Starting with the line that holds "of the purple", copy out each remaining line of the listing below, up to and including the last one, and include nothing else.

* **Data for this exercise**
◆ ◆ ◆ ◆ ◆ ◆ ◆

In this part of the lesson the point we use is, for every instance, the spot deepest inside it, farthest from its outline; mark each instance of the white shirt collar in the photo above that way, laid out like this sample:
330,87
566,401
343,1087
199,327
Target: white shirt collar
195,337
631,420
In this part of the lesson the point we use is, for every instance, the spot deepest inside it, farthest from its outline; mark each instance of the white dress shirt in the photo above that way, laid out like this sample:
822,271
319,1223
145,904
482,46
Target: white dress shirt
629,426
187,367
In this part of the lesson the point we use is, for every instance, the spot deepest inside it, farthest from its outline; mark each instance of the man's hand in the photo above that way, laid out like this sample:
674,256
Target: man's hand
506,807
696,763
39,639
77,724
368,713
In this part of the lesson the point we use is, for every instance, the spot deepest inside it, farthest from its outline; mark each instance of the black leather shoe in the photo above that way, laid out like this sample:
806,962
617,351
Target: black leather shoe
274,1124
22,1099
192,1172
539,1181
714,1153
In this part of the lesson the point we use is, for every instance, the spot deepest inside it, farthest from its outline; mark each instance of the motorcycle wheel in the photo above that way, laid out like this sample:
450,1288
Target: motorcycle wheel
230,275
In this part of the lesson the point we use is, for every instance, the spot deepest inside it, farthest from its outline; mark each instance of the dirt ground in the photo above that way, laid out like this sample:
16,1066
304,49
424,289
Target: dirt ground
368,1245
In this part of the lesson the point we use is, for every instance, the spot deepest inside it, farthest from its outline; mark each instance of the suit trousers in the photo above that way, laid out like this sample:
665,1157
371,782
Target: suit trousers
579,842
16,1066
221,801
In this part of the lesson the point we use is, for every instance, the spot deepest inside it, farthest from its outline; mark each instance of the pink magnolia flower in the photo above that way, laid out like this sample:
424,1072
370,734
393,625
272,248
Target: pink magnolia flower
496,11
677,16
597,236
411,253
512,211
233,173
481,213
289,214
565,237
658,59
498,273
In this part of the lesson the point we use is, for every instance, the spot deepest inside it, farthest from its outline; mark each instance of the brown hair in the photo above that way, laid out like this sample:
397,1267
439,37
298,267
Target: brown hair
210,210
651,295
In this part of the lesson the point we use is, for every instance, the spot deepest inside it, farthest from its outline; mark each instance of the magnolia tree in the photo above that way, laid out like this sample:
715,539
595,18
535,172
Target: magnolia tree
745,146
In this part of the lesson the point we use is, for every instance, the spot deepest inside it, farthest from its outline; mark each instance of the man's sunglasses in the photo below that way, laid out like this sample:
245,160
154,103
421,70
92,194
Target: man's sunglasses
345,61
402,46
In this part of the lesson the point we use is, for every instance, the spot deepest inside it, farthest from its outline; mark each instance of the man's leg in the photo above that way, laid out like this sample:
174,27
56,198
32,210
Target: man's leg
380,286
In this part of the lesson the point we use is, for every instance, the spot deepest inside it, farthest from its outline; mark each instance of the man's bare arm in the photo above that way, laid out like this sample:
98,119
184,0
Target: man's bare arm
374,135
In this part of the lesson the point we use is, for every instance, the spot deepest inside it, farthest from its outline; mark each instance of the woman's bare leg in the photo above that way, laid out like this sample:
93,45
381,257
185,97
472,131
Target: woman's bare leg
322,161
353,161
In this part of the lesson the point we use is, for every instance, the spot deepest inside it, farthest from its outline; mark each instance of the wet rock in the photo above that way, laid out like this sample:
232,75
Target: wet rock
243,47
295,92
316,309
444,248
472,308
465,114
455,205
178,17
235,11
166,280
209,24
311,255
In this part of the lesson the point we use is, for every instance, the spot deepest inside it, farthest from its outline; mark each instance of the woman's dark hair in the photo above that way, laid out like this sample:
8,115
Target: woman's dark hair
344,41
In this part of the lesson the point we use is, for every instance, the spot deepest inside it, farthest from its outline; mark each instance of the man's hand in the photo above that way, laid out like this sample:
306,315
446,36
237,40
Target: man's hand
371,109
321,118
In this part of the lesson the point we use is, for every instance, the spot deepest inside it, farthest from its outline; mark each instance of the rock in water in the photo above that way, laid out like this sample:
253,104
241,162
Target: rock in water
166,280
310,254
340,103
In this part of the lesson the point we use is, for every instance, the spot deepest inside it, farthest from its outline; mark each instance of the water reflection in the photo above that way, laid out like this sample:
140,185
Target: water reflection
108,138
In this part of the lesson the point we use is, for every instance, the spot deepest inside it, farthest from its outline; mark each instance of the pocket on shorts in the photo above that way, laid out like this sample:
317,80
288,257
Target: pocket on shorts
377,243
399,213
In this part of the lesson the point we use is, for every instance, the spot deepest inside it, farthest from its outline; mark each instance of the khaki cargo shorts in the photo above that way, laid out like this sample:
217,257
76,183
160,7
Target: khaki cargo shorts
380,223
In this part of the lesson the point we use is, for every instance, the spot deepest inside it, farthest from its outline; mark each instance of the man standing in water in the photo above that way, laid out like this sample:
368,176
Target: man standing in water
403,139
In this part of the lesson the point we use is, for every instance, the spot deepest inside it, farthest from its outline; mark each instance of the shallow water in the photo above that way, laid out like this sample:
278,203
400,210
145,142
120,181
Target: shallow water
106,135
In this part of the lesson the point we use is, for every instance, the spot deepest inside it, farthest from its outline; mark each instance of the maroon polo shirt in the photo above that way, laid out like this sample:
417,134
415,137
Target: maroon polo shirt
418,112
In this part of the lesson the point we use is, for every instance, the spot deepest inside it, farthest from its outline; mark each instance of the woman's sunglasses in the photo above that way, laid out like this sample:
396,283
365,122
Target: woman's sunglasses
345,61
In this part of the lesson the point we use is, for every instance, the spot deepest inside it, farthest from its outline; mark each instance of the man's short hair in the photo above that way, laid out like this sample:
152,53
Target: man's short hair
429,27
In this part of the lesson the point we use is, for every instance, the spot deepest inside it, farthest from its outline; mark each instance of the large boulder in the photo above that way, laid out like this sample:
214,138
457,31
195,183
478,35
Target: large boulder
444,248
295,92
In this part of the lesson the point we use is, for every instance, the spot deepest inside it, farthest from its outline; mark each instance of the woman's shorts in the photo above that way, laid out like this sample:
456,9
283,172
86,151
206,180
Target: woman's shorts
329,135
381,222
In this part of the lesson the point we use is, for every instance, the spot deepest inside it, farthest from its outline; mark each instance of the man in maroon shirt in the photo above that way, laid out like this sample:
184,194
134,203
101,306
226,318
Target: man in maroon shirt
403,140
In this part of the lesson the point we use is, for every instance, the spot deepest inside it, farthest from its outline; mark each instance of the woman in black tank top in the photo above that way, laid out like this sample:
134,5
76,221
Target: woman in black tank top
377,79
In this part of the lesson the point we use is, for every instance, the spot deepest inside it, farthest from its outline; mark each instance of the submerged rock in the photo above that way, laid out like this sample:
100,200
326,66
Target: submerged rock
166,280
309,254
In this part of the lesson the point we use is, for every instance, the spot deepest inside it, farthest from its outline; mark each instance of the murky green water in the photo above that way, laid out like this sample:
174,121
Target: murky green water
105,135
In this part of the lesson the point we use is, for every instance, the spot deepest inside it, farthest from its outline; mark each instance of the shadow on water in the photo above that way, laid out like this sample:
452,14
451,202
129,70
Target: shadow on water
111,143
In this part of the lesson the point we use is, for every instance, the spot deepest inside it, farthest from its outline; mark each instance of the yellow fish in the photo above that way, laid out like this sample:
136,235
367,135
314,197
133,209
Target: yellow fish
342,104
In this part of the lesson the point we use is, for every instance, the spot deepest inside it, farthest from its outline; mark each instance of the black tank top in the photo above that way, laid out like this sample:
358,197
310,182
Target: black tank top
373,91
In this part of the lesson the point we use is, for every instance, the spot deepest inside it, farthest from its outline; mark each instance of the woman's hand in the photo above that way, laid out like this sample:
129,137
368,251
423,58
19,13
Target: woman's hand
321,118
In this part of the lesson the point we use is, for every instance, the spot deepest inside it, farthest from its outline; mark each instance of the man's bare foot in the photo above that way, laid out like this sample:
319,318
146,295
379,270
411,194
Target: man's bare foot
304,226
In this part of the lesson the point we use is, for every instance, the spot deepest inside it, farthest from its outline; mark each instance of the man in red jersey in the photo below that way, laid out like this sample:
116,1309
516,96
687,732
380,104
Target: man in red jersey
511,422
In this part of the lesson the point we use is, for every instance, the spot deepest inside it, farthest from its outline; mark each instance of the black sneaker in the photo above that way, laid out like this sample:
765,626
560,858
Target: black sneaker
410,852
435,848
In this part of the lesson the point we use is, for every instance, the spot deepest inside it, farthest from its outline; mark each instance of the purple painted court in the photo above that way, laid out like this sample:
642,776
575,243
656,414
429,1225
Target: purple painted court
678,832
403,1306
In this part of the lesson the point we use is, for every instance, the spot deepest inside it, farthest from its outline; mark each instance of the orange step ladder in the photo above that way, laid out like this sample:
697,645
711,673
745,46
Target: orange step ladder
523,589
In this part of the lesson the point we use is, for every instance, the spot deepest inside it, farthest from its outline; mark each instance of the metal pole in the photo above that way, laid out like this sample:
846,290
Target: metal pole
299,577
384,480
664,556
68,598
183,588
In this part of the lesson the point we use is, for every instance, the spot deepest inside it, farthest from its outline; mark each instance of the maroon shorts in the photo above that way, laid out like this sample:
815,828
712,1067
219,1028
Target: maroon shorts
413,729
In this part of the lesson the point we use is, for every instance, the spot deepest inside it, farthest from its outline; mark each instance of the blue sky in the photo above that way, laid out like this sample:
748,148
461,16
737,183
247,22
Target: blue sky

◆ ◆ ◆ ◆ ◆ ◆ ◆

* **Solution to the problem**
In this part of the lesson the point we use is, for every instance, the spot deepest inside it, farthest from its outline; mark each instance of the purple painted court in the photo above that way, laid out like this sample:
642,776
575,243
656,414
429,1225
Target: purple painted court
678,832
403,1306
In this part of the lesson the point we use is, for every instance, the spot deepest inside it, farthest from its outline; mark each instance of the orange step ladder in the photo above that way, laid out like this sample:
697,645
711,673
745,46
Target: orange step ladder
523,589
In this part of the lesson the point we use is, for every instance, the spot deepest inside it, farthest from its outline; mark each instance of the metal pole in the photo above that way, laid out like this sample:
846,290
Target: metal pole
299,577
384,480
664,556
68,598
183,588
In this part of the lesson the point we use is, for every instance, the spot deepest inside it, farthest from its outline; mark each instance of the maroon shorts in the photo above that way, laid out like this sample:
815,828
712,1067
219,1028
Target: maroon shorts
413,729
In this part of the lesson the point we use is, for every instance, the spot deepest inside it, farthest from its outline; mark each instance of the blue sky in the photo above that way, laid out like this sample:
748,148
461,16
737,183
247,22
Target: blue sky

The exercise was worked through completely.